**SELECTED EXCERPT**
BHFtools: Software for detecting histocompatibility genes

Description

This package includes Perl scripts and Java executables (with source code) to facilitate the identification of major and/or minor histocompatibility genes in organisms that undergo a "natural transplantation reaction," whereby members of the same species either fuse or reject. These tools were used to identify BHF, the Botryllus Histocompatibility Factor (Voskoboynik and Newman et al., 2013), and are configured to score candidate fusibility genes based on the rule that two B. schlosseri colonies will fuse if they share at least 1 allele of the allorecognition gene and will reject otherwise. For methodological details, see the paper.

Input

1. A SAM file for each colony containing paired-end RNA-Seq reads mapped to individual genes.

2. A list of SNPs identified in each colony (e.g., called using VarScan 2). (Format) (Example)

3. A matrix specifying known fusion/rejection relationships between colonies (or individuals). (Example)

Note: all RNA-Seq reads from the paper are available via the NCBI Short Read Archive (download).

Pipeline

BHFtools will perform the following operations:

1. Phase RNA-Seq reads into haplotypes.

**RECORD EXCERPTS**
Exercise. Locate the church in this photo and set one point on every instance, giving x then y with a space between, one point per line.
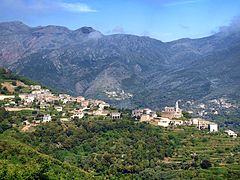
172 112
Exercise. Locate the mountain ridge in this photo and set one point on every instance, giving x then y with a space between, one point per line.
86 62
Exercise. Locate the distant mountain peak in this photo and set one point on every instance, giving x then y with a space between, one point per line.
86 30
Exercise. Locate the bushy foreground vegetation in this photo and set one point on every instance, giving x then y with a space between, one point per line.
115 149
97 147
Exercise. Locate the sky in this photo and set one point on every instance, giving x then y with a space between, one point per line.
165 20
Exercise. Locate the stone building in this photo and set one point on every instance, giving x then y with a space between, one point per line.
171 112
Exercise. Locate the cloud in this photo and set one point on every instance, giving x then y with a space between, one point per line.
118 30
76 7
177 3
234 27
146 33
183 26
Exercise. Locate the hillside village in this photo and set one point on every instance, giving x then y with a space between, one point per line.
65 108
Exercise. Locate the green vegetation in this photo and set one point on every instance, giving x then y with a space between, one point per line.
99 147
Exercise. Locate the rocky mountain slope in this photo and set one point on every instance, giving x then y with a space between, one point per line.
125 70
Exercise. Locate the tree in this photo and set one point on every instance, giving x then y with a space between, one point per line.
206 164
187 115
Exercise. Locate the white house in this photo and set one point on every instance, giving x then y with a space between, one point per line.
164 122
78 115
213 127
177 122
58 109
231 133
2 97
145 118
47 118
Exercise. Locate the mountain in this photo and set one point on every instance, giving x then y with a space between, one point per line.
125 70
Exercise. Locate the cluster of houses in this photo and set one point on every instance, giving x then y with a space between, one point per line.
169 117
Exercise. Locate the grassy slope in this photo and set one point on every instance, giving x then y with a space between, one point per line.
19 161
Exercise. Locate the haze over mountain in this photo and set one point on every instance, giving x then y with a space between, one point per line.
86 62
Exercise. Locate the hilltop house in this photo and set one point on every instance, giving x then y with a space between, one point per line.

**ASSIGNMENT**
Decide whether each statement agrees with the BHFtools description above, answering yes or no and quoting the deciding words. 1. The Java executables in the package come without source code. 2. Two B. schlosseri colonies fuse when they share at least one allele of the allorecognition gene. 3. The first operation in the pipeline phases RNA-Seq reads into haplotypes.

**TASK RESPONSE**
1. No: "Perl scripts and Java executables (with source code)"
2. Yes: "two B. schlosseri colonies will fuse if they share at least 1 allele of the allorecognition gene"
3. Yes: "1. Phase RNA-Seq reads into haplotypes."